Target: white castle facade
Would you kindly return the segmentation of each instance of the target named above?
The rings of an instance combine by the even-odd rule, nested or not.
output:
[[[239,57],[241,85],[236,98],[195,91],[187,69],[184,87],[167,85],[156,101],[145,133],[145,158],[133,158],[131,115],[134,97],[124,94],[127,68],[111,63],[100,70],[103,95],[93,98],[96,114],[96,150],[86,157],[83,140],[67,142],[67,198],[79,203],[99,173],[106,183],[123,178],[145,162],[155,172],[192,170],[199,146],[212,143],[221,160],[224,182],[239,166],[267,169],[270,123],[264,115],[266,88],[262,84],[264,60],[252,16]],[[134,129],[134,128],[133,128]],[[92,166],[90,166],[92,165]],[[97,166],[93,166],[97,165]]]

++++++++++

*Assignment:*
Could you give every entry again, exactly as written?

*Answer box:*
Target: white castle facade
Would you kindly return the segmentation of each instance of the target named above?
The rings of an instance combine by the even-odd rule, nested or not.
output:
[[[239,57],[241,85],[236,98],[195,91],[187,69],[184,87],[167,85],[156,101],[145,133],[145,158],[133,158],[131,115],[134,97],[124,94],[127,68],[111,63],[100,70],[103,95],[93,98],[96,114],[96,150],[86,157],[83,140],[67,142],[67,198],[79,203],[99,173],[106,183],[123,178],[145,162],[155,172],[192,170],[199,146],[212,143],[221,160],[224,182],[239,166],[267,169],[270,123],[264,115],[266,88],[262,84],[264,60],[252,16]],[[134,129],[134,128],[133,128]],[[92,166],[90,166],[92,165]],[[97,166],[93,166],[97,165]]]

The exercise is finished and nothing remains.